## Dataset extract
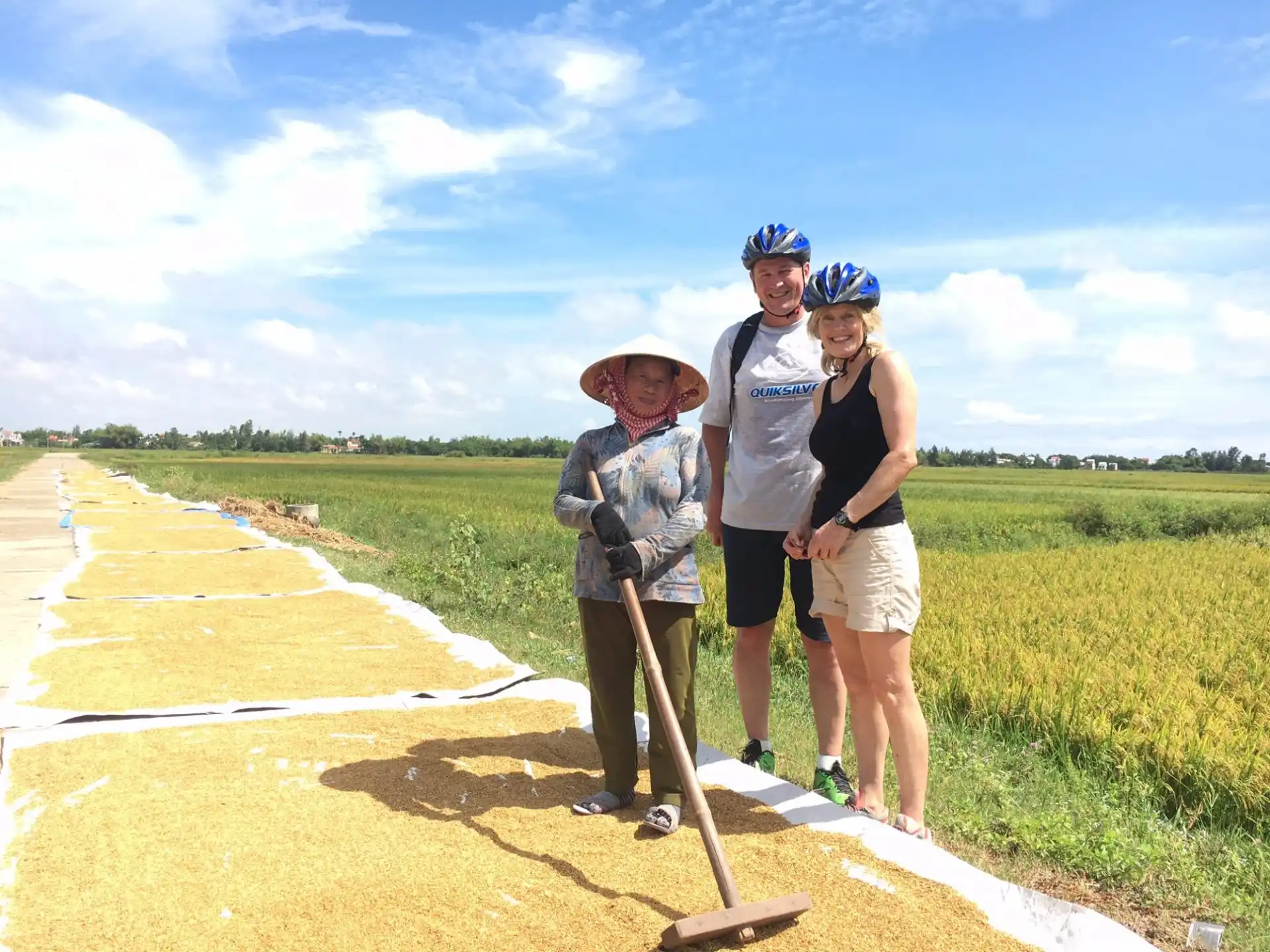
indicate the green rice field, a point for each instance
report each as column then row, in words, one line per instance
column 1094, row 653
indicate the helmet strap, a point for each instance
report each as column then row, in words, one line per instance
column 859, row 350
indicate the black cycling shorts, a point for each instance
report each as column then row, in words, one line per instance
column 755, row 568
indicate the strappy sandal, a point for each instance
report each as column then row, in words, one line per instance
column 663, row 818
column 910, row 826
column 603, row 803
column 879, row 815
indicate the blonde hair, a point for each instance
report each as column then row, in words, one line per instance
column 874, row 334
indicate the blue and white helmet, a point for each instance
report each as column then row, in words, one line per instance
column 777, row 241
column 841, row 285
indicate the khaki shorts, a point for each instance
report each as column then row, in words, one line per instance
column 874, row 583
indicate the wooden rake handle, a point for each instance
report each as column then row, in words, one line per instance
column 679, row 746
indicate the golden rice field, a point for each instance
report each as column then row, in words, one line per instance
column 1148, row 656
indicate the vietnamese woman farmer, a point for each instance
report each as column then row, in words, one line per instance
column 656, row 477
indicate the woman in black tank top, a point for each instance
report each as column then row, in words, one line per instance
column 864, row 563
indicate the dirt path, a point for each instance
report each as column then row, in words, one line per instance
column 32, row 550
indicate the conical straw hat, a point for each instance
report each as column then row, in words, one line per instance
column 650, row 346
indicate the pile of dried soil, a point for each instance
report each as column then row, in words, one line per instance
column 271, row 517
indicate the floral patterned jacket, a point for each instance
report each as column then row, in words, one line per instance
column 658, row 485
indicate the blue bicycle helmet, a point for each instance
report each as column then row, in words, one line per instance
column 841, row 285
column 777, row 241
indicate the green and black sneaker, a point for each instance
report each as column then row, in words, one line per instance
column 833, row 785
column 755, row 756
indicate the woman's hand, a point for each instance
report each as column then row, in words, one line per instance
column 828, row 541
column 796, row 539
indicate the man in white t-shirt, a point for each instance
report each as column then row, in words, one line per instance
column 770, row 470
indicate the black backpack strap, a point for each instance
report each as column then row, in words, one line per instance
column 740, row 348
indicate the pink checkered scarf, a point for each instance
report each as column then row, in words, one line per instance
column 613, row 383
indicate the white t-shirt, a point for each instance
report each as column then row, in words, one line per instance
column 770, row 467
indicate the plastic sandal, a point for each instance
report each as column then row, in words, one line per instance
column 880, row 816
column 663, row 818
column 603, row 803
column 910, row 826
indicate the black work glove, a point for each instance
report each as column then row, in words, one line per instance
column 624, row 563
column 610, row 528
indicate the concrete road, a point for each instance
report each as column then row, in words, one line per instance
column 32, row 550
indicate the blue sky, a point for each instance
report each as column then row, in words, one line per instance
column 427, row 219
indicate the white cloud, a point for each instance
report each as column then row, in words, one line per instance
column 145, row 333
column 1154, row 247
column 1155, row 354
column 309, row 401
column 26, row 368
column 995, row 313
column 103, row 204
column 193, row 36
column 1242, row 324
column 285, row 338
column 593, row 75
column 995, row 412
column 121, row 387
column 201, row 368
column 695, row 317
column 1129, row 287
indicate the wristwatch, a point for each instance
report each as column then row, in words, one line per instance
column 841, row 518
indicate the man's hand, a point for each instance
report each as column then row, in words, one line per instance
column 796, row 541
column 624, row 563
column 714, row 517
column 828, row 541
column 610, row 528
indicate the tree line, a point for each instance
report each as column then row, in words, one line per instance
column 1232, row 460
column 247, row 438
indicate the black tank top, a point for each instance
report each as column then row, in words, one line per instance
column 849, row 441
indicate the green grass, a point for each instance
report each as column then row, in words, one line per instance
column 13, row 459
column 476, row 541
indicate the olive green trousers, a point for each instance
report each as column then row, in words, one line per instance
column 611, row 659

## Aim
Please copy every line of the material above word for word, leaving out the pictures.

## Answer for this exercise
indicate the green rice field, a point for each instance
report each as column then row, in words, one line per instance
column 1094, row 653
indicate the helmet strap, a point for each instance
report each as column then row, in words, one line per instance
column 859, row 350
indicate the black cycling shorts, a point for each instance
report each as column then row, in words, one line per instance
column 755, row 568
indicate the strappy sandal, a point for each instance
report each as column then row, in words, one line per instance
column 663, row 818
column 910, row 826
column 603, row 803
column 879, row 815
indicate the blonde hair, a point for each instance
report each as column then row, in words, one line per instance
column 874, row 334
indicate the blue and white helmet, a point for each instance
report each as column then row, in words, one line per instance
column 777, row 241
column 841, row 285
indicate the khaki shorts, a point for each instance
report each as column then row, in words, one line per instance
column 874, row 583
indicate the wooden rake handle, a point for each instance
report each as column then row, in words, one line per instance
column 679, row 746
indicate the golden rice field, a point for each instance
report each as column then row, in words, one line per instance
column 1148, row 656
indicate the vietnamese woman farmer, a point for each instance
report each as column then row, in words, one line per instance
column 656, row 477
indicate the woman in black tank top, a point for each instance
report each as column then row, in words, one line per instance
column 864, row 563
indicate the dirt path, a point for each instance
report each as column then row, in words, one line per instance
column 32, row 550
indicate the conical straw hat, a point for each instance
report each as column then row, in words, one line per instance
column 650, row 346
indicate the pile of dried soil, a point for each instance
report each as column then row, in words, one line per instance
column 271, row 517
indicate the floral patterned jacket, a point for each instance
report each as column then row, in words, one line per instance
column 658, row 485
indicate the blue bicycle helmet, a point for each instance
report each as column then row, in words, one line per instance
column 841, row 285
column 777, row 241
indicate the green and black sneaker, a point for each instance
report each as column then row, in words, one line per instance
column 833, row 785
column 755, row 756
indicate the woman's hand, a point for each instance
report each as column then row, in words, one line per instance
column 828, row 541
column 796, row 539
indicate the man in white t-shirt, a point for each instance
report each as column then row, in words, one line per instance
column 770, row 470
indicate the black backpack strap, a point for each instance
report each as column then row, in words, one line per instance
column 740, row 348
indicate the pink checkered scarf, a point for each instance
report each as column then row, in words, one line per instance
column 613, row 383
indicate the white t-shirt, a point for each instance
report each as column then row, in words, one line per instance
column 770, row 467
indicate the plastic sandal, a point for each instance
report each as column then row, in words, one line per instance
column 880, row 816
column 663, row 818
column 603, row 803
column 910, row 826
indicate the black work glove, a point for each instance
report each as column then row, in words, one line per instance
column 624, row 563
column 610, row 528
indicate the concrete road, a point for each instance
report each as column then row, in words, one line per instance
column 32, row 550
indicate the blue sky, a point for each instance
report each as column then row, in words, one line per instance
column 427, row 219
indicate the white cloud, a point for each instance
report each as column then row, in words, one line per instance
column 145, row 333
column 1154, row 247
column 1155, row 354
column 309, row 401
column 26, row 368
column 995, row 313
column 103, row 204
column 193, row 36
column 1242, row 324
column 285, row 338
column 593, row 75
column 995, row 412
column 121, row 387
column 201, row 368
column 695, row 317
column 1129, row 287
indicate the wristwatch, a point for each instance
report each as column then row, in words, one line per instance
column 841, row 518
indicate the man's hand, a point for each instance
report each as column then row, in words, one line per instance
column 796, row 541
column 624, row 563
column 714, row 517
column 828, row 541
column 610, row 528
indicate the tree line, a point for each instance
report each as column then row, in words, one line per instance
column 1232, row 460
column 247, row 438
indicate the black tank top, a point for each instance
report each as column then row, in words, one line per instance
column 849, row 441
indicate the green grass, a point for each instance
report each as column then row, in words, one line per instance
column 13, row 459
column 476, row 541
indicate the olive green trousers, a point for each instance
report each as column then row, in words, one line per instance
column 611, row 659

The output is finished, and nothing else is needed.